Do this:
Extract every line in the rows below that contains the string "banner", and reproduce each line unchanged.

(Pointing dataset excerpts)
________________________________________

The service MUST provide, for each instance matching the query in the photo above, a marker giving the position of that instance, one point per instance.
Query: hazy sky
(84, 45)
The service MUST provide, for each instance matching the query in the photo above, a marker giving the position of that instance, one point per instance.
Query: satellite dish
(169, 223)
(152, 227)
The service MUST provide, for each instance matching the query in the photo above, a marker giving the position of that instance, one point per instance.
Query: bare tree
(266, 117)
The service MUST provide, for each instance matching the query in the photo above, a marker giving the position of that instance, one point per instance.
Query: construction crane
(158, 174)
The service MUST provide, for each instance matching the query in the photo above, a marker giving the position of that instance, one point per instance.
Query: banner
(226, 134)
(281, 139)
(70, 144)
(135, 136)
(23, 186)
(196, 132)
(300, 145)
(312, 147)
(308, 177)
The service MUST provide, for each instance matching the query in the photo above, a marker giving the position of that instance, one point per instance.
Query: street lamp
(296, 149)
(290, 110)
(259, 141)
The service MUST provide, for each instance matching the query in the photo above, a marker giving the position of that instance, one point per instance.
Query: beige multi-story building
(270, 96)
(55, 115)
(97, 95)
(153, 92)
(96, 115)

________________________________________

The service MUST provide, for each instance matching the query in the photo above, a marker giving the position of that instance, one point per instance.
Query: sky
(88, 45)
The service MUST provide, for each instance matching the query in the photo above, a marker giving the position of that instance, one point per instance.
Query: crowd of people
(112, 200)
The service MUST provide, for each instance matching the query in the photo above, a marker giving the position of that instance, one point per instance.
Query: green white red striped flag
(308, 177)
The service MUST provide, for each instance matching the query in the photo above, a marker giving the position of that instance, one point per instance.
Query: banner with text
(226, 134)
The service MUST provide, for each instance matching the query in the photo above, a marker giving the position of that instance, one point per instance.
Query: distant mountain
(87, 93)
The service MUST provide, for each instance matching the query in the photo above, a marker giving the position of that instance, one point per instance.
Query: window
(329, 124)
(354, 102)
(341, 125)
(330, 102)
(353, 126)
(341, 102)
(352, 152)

________________________________________

Complete answer:
Query: banner
Query: banner with text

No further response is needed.